#### Your goal:
Go through the records and copy each line where the word "number" occurs.

Data excerpts:
--- --- ---

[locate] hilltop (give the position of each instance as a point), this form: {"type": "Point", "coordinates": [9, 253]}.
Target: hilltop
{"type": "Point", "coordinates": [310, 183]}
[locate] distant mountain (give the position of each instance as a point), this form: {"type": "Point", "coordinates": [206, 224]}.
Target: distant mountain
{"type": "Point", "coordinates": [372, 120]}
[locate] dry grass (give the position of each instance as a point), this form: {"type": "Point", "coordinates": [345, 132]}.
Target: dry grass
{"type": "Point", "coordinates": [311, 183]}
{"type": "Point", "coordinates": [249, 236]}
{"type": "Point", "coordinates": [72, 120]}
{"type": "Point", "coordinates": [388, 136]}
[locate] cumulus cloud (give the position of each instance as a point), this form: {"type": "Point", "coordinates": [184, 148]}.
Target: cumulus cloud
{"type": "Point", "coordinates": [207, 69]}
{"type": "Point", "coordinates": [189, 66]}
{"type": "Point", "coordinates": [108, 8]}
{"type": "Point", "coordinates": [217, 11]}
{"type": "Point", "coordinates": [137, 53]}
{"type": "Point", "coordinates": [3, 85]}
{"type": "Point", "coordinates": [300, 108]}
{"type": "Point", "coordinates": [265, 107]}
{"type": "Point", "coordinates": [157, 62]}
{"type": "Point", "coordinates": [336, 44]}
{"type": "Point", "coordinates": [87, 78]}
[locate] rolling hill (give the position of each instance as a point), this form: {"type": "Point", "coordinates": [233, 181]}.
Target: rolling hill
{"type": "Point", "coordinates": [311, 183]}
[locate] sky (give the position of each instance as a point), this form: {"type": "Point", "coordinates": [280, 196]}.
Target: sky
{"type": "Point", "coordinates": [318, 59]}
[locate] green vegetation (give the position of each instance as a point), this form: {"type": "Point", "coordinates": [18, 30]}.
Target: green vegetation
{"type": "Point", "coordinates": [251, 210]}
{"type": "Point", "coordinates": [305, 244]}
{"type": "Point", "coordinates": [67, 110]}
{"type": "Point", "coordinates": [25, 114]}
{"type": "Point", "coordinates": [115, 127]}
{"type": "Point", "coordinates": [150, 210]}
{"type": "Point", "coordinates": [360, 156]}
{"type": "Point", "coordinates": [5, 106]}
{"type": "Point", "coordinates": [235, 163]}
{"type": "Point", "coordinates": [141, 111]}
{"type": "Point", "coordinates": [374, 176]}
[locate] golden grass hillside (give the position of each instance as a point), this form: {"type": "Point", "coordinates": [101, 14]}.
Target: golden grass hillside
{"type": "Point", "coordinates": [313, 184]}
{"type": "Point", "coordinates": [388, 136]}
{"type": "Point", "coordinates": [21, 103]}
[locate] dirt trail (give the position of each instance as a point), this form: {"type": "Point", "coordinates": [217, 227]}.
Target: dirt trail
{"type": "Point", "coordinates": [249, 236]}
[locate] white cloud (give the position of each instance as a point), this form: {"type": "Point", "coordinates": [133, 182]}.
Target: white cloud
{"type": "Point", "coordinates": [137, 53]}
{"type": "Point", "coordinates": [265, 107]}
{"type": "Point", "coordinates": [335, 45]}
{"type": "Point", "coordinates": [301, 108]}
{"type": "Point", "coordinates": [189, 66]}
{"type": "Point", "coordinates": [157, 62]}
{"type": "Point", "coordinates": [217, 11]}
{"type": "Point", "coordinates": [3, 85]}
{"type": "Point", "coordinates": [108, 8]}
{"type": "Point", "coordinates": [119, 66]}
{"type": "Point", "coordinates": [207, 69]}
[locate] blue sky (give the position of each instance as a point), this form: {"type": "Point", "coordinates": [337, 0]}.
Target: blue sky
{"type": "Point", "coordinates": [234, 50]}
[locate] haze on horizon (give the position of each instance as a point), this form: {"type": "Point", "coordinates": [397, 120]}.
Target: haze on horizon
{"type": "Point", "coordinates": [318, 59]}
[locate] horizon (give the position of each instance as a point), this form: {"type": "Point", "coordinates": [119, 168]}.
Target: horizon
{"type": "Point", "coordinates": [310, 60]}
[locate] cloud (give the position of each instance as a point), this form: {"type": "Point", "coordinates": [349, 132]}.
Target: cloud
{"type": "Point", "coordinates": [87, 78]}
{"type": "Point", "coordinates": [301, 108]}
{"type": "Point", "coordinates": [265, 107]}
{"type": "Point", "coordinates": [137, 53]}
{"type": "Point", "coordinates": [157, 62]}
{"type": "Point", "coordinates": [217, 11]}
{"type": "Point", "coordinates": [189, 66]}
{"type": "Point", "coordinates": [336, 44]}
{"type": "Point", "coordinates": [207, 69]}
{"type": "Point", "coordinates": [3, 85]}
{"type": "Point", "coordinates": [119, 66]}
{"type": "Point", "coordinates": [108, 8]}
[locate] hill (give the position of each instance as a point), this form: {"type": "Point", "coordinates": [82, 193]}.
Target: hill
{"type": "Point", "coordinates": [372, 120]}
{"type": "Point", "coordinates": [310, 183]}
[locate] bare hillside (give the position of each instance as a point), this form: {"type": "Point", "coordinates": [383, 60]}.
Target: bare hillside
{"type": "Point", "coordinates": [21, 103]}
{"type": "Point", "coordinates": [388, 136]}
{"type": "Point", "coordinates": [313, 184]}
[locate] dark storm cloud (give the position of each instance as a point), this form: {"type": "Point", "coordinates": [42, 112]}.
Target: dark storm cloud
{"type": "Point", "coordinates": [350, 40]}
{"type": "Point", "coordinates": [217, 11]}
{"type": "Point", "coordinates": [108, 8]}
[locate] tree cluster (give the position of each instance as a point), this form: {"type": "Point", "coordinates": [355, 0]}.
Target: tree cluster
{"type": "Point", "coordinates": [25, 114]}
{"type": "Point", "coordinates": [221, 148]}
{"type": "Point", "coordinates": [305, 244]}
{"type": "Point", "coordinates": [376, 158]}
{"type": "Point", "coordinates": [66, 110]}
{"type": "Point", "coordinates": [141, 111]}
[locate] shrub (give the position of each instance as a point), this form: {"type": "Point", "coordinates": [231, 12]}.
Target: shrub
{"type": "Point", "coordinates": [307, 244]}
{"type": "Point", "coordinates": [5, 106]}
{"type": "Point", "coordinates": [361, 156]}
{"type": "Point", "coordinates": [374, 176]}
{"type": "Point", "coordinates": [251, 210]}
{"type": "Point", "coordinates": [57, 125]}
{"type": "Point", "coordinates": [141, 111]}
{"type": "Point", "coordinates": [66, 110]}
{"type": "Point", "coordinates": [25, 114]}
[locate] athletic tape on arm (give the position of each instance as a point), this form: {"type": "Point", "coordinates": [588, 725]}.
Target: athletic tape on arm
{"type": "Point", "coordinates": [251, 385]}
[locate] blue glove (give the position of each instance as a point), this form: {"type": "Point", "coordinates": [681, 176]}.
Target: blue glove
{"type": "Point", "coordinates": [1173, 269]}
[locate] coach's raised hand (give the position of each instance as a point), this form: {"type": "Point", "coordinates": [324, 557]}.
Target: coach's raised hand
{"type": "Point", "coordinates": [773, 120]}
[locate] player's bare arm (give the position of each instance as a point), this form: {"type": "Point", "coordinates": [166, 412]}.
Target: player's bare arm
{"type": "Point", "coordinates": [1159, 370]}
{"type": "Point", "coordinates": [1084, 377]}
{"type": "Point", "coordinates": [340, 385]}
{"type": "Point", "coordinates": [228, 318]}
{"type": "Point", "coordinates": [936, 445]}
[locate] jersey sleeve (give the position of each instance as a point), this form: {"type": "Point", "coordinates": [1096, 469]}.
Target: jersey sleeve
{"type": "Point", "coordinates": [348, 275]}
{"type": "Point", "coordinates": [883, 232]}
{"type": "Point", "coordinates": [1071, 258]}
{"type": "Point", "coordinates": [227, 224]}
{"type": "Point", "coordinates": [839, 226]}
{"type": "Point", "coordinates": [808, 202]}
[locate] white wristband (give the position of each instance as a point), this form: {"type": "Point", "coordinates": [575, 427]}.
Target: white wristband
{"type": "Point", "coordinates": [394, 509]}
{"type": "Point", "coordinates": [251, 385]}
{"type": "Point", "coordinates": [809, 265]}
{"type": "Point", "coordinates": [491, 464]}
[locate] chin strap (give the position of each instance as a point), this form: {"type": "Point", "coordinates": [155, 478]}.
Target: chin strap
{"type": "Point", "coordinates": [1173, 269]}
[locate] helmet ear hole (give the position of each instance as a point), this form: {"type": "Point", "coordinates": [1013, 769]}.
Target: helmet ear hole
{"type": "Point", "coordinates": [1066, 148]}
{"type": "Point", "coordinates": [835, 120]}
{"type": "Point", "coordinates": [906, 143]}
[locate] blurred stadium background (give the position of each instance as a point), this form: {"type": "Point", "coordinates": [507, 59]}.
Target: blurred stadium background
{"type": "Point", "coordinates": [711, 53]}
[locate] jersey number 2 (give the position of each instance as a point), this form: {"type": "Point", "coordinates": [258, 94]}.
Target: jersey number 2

--- --- ---

#### Task output:
[locate] jersey number 2 (give the position of each instance as a point), this form: {"type": "Point", "coordinates": [258, 94]}.
Target: jersey number 2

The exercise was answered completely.